::: TEXT SEGMENT :::

Alzheimer’s Disease is a growing problem in the modern world. In the past, life expectancy was shorter — people rarely lived long enough to develop the illnesses associated specifically with aging. It is a testament to modern medicine that people are living longer. However, as this continues, more people will develop Alzheimers or other dementia-related conditions during their lifetime.
Psychedelics As A Treatment for Alzheimer’s Disease
A growing cohort of scientists however, think there could be hope on the horizon for a condition that previously had very little in the way of treatments. Psychedelics, such as psilocybin (from magic mushrooms and truffles) and LSD have powerful anti-inflammatory properties. They also improve the brain’s neuroplasticity and fight brain-based symptoms with microbiological action.

::: EXTRACTED RECORDS :::

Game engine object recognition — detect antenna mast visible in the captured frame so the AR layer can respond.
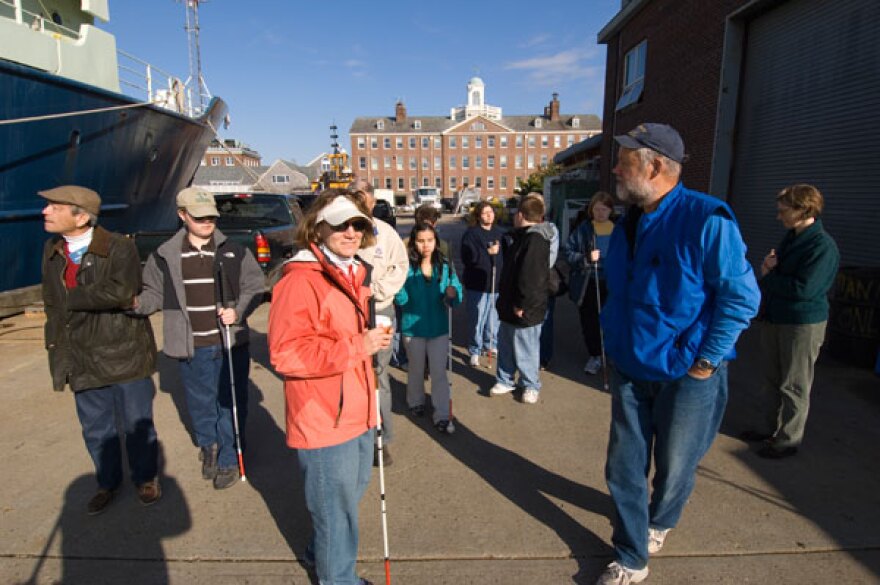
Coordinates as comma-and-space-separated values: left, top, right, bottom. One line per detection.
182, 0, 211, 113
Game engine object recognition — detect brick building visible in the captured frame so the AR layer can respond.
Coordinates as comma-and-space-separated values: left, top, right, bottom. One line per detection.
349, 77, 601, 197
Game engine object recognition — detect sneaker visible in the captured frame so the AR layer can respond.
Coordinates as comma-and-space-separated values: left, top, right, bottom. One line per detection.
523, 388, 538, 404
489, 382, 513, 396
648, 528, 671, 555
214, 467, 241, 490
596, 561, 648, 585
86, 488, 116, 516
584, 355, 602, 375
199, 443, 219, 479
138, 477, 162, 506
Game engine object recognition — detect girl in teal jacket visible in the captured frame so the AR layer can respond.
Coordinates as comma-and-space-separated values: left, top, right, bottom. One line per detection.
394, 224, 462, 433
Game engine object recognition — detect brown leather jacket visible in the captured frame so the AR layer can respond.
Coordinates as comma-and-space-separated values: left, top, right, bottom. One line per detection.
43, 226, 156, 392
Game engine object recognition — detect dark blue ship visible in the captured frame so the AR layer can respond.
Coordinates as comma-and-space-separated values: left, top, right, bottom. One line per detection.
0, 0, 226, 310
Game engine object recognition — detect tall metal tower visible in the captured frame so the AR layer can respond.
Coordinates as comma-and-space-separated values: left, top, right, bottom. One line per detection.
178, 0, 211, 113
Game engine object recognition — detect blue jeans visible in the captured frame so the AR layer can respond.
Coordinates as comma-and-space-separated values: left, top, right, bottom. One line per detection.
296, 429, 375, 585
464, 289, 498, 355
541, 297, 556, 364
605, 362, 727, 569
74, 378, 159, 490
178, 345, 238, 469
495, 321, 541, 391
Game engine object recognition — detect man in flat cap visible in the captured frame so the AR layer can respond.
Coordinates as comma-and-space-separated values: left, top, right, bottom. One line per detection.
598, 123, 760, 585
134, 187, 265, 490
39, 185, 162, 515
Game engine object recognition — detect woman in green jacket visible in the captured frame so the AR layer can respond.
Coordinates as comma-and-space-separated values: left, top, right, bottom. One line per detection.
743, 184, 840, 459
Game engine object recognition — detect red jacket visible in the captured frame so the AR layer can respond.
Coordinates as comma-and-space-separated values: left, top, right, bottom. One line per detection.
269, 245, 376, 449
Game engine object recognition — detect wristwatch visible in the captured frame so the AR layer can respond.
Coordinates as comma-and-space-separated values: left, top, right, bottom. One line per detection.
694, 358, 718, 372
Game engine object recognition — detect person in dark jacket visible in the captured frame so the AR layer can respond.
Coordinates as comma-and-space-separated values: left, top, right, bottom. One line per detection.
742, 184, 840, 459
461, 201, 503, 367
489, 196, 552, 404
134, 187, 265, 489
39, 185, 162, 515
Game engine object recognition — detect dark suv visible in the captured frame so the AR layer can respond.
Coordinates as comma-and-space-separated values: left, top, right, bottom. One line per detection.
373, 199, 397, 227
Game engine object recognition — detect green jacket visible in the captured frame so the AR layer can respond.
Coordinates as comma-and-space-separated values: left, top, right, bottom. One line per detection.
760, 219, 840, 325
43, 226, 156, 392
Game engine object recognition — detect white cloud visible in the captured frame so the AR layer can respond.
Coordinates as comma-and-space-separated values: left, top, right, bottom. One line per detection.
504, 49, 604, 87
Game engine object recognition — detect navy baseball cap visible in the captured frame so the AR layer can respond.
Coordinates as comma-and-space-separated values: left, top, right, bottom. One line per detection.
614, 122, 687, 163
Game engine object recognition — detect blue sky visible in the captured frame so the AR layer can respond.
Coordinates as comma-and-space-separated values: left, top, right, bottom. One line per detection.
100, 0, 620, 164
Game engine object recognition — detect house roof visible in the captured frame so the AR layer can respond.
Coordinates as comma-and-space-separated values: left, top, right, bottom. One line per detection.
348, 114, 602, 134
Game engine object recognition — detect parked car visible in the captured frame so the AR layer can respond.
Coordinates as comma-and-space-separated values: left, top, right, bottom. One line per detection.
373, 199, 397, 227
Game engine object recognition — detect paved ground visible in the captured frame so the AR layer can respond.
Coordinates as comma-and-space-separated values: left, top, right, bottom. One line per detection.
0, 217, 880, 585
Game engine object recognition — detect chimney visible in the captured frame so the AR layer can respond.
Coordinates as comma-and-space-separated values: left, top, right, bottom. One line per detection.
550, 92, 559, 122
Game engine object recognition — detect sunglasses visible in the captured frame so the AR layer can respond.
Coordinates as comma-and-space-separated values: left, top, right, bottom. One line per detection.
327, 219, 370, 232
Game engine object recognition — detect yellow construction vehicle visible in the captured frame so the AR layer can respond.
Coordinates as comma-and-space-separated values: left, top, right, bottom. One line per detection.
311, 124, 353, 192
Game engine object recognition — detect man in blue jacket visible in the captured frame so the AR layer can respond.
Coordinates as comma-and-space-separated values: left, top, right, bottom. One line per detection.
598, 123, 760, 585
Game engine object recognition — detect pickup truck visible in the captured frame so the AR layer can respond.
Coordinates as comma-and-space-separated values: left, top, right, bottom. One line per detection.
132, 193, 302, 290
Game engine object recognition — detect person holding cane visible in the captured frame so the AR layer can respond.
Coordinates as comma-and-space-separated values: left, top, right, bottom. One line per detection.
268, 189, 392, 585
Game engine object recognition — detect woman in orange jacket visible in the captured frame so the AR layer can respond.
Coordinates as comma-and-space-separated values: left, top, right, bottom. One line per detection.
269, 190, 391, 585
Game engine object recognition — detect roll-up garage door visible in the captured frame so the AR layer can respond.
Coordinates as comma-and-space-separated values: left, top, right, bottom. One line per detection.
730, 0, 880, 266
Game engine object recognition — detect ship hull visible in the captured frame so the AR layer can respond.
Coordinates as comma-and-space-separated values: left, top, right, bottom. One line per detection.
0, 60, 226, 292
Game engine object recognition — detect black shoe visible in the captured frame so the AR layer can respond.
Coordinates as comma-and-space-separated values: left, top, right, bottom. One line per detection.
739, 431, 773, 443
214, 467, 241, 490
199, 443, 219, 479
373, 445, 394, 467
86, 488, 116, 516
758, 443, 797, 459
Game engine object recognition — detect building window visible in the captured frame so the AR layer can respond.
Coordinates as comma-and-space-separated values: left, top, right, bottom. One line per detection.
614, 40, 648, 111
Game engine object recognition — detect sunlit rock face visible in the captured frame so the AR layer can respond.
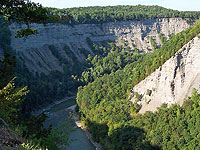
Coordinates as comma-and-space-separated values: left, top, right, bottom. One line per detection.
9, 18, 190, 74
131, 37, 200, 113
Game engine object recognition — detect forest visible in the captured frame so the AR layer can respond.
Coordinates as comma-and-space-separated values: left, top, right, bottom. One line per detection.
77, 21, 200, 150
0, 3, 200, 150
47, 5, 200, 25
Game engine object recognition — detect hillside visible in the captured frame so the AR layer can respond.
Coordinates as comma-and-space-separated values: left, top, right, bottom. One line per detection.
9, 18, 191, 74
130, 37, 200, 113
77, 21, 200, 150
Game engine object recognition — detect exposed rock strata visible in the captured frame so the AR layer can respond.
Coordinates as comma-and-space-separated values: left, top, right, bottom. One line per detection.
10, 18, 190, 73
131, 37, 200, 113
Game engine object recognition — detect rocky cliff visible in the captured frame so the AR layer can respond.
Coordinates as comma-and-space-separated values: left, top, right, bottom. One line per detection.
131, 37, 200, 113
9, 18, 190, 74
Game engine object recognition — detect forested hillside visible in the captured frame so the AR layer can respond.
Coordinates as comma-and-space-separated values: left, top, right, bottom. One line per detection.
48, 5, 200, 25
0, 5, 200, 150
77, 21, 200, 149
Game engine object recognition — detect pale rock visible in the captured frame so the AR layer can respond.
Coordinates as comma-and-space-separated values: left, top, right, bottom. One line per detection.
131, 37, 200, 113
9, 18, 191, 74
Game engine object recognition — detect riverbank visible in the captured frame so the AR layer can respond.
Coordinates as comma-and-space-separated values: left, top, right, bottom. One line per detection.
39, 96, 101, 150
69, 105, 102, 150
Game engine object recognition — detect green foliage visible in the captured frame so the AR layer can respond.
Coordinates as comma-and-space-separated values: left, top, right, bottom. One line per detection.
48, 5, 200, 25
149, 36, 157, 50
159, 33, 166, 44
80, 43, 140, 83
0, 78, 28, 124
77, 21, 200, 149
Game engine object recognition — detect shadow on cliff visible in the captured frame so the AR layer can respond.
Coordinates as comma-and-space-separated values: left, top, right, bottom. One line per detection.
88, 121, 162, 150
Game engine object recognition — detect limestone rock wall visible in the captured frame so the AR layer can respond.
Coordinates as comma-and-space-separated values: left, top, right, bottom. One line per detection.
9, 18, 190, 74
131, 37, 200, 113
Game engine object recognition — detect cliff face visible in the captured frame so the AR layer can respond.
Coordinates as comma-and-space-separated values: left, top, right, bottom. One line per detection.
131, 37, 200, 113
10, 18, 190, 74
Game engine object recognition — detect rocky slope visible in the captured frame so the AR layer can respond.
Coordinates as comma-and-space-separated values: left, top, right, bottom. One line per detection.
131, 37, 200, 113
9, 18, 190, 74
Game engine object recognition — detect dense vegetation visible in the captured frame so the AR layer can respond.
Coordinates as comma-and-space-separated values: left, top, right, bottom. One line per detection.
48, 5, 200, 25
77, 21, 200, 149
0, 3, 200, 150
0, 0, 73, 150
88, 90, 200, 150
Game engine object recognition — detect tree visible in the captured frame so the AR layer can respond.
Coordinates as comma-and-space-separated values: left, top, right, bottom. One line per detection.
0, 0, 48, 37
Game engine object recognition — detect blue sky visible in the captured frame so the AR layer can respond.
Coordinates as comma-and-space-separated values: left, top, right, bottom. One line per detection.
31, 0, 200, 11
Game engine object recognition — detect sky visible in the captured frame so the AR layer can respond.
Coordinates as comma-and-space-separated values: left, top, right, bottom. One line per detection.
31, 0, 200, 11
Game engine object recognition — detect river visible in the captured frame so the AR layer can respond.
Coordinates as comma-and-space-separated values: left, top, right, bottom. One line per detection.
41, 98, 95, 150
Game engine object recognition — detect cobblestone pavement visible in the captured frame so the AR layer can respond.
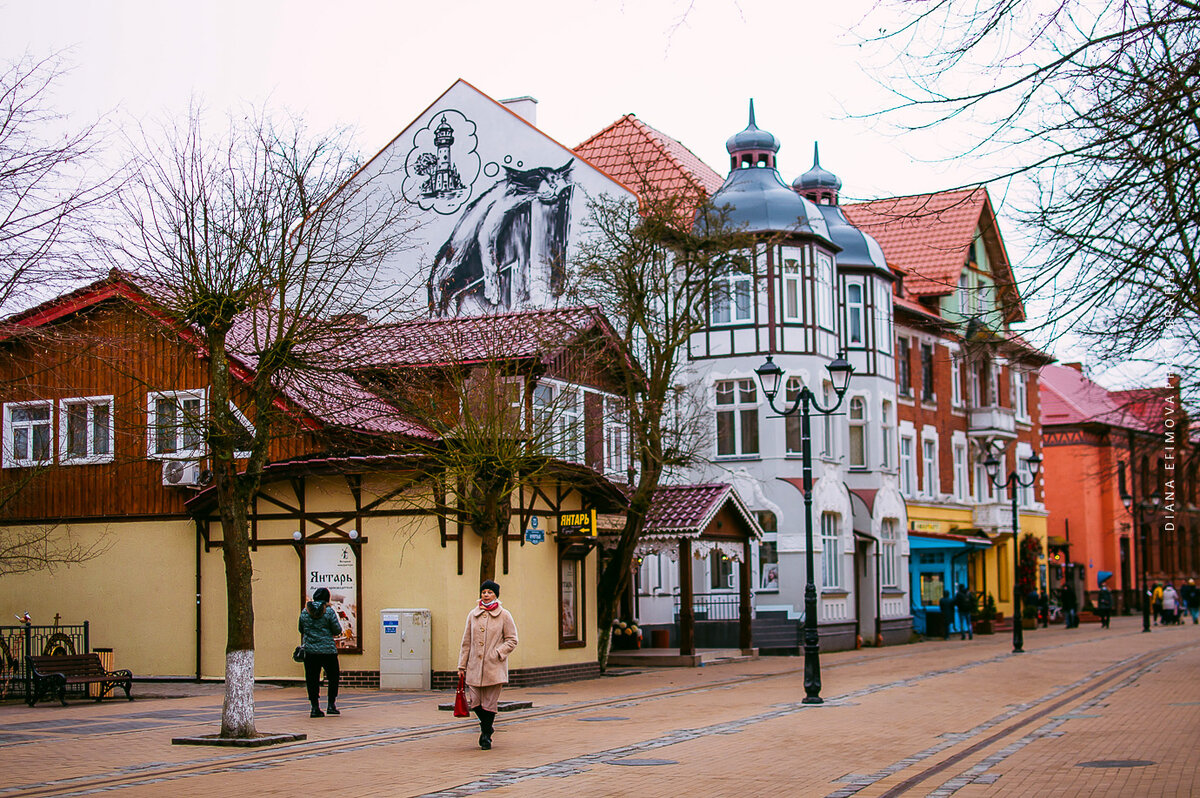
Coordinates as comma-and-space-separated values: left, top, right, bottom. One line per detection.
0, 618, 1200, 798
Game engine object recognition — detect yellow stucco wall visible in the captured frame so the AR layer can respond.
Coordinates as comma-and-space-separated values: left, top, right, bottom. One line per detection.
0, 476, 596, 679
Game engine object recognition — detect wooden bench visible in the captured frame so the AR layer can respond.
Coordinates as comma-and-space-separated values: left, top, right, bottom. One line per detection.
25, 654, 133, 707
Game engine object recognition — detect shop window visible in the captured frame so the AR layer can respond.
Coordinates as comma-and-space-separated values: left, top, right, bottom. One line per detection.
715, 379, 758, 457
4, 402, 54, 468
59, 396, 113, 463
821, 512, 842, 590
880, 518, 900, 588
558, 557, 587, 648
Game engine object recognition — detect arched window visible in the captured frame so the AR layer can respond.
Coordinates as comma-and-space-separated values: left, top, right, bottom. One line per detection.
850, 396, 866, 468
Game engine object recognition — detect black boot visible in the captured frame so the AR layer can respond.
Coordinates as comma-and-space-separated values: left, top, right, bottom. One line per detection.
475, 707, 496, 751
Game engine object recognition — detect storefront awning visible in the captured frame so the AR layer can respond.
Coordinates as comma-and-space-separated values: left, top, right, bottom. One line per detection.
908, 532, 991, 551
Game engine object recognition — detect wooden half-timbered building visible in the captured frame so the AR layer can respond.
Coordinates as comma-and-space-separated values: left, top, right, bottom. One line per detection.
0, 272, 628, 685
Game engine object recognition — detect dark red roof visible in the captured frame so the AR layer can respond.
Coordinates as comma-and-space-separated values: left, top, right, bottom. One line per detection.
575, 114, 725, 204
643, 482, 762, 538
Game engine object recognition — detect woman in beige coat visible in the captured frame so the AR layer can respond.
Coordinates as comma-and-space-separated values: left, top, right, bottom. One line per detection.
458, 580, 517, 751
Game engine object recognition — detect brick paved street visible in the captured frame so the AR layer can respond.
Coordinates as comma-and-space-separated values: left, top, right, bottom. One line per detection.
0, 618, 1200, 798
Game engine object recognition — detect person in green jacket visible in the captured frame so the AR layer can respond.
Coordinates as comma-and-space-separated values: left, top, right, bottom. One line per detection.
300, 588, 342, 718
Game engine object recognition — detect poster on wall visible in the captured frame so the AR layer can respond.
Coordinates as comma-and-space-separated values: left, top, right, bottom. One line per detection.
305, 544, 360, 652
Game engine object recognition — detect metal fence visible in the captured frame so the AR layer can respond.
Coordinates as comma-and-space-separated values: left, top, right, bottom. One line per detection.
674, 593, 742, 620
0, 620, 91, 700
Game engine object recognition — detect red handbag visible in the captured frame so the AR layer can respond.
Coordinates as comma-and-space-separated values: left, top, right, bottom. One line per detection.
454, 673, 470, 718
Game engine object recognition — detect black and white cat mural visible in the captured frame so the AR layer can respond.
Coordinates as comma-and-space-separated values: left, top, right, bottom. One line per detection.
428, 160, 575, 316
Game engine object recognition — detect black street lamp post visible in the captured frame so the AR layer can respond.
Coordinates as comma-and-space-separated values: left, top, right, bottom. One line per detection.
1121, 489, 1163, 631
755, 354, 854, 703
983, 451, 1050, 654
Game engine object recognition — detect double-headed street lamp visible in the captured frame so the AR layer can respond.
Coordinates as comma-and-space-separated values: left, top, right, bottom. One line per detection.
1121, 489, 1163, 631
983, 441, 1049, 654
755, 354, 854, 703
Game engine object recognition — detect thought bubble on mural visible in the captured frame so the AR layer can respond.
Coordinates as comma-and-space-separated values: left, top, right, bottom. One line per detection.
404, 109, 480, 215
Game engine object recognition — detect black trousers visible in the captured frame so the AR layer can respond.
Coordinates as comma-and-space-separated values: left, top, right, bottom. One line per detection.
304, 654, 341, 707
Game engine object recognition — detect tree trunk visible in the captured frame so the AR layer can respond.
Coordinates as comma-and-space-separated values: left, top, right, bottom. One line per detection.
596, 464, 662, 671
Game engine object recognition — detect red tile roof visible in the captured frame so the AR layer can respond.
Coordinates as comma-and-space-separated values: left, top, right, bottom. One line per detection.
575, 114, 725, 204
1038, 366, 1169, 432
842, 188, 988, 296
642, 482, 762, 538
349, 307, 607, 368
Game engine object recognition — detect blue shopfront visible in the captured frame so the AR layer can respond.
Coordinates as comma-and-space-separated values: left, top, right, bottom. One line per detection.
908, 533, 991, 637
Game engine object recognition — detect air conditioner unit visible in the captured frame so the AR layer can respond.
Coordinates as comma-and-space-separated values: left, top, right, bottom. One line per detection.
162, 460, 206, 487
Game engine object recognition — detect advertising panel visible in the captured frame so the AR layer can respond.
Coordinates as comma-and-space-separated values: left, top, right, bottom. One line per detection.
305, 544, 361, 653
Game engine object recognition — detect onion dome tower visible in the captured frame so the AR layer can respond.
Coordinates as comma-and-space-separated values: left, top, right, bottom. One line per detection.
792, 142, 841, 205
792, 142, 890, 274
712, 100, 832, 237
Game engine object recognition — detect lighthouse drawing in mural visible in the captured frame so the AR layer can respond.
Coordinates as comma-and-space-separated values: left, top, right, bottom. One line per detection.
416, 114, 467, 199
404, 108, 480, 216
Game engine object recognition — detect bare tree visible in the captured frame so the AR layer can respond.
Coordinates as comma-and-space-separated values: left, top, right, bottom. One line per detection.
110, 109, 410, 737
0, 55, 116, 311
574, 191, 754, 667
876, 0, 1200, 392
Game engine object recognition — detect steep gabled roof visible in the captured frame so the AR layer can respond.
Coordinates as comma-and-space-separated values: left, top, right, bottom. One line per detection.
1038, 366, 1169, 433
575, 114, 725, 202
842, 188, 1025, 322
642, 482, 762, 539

:::

In the Alzheimer's disease text, which two psychedelics are given as examples, and what property of theirs is described as powerful?

### RESPONSE FOR THIS EXERCISE
Psilocybin and LSD, which have powerful anti-inflammatory properties.